**Exercise description**
Reproduce the working paper abstract on family-owned firms' investment word for word, in full.

**Extract to read**
────────────────────

Working Paper: CEPR ID: DP17774
Authors: Saul Estrin; Jan Hanousek; Anastasiya Shamshur
Abstract: Using detailed ownership and financial information from a large sample of private firms from 24 European countries over the period from 2001 to 2018, we examine the relationship between the category of owner and firm investment decisions. Though the literature has been quite critical of the performance of family-owned firms, we find them to exhibit higher gross investment rates and substantially higher sensitivity to investment opportunities, profitability, cash flow and value-added growth compared to corporate and institutional owners. At the same time, and more consistent with the literature, family-owned firms are found to invest significantly less in intangible assets compared to other ownership types. To demonstrate the robustness of our results, we employ matching samples complemented by analysis of owner type transitions from family owners to corporate and institutional owners.

────────────────────

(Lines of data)
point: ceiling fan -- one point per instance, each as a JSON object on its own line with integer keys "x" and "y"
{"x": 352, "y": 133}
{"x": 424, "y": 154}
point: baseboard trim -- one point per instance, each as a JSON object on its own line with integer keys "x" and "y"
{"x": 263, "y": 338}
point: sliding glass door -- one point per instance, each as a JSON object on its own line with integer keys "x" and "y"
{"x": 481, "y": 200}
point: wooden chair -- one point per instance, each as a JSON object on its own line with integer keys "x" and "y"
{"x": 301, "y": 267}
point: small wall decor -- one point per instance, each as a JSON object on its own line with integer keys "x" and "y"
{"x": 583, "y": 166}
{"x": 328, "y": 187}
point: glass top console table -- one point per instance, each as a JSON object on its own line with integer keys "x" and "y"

────────────────────

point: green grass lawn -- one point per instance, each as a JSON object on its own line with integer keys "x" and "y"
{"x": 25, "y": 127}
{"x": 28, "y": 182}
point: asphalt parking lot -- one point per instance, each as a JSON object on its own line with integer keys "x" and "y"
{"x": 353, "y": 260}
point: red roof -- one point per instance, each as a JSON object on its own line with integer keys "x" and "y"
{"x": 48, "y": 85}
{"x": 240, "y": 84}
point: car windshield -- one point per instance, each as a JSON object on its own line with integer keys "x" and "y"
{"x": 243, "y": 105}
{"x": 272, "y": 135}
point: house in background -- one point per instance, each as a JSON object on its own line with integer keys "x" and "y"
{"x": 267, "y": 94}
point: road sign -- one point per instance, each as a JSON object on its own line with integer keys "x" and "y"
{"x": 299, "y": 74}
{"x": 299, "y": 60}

────────────────────

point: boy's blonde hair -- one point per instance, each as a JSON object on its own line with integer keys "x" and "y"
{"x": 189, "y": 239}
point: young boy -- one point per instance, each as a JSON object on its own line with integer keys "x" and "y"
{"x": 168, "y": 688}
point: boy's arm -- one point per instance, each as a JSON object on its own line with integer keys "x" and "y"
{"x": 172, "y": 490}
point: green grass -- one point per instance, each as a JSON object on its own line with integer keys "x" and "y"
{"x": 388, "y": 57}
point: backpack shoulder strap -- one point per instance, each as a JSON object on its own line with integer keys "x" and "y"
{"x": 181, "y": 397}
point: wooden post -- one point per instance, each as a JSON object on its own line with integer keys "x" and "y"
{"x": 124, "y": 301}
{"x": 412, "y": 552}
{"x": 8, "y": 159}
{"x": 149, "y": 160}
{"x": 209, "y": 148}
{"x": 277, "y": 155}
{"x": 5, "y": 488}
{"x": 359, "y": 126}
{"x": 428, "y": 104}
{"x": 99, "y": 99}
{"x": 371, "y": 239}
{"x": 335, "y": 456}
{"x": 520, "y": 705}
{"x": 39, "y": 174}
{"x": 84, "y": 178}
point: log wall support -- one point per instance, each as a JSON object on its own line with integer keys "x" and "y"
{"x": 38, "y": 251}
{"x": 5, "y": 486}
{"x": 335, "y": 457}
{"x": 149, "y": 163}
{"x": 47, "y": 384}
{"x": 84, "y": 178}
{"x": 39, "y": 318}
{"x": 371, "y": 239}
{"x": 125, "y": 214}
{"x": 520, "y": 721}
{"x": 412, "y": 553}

────────────────────

**Output**
Working Paper: CEPR ID: DP17774
Authors: Saul Estrin; Jan Hanousek; Anastasiya Shamshur
Abstract: Using detailed ownership and financial information from a large sample of private firms from 24 European countries over the period from 2001 to 2018, we examine the relationship between the category of owner and firm investment decisions. Though the literature has been quite critical of the performance of family-owned firms, we find them to exhibit higher gross investment rates and substantially higher sensitivity to investment opportunities, profitability, cash flow and value-added growth compared to corporate and institutional owners. At the same time, and more consistent with the literature, family-owned firms are found to invest significantly less in intangible assets compared to other ownership types. To demonstrate the robustness of our results, we employ matching samples complemented by analysis of owner type transitions from family owners to corporate and institutional owners.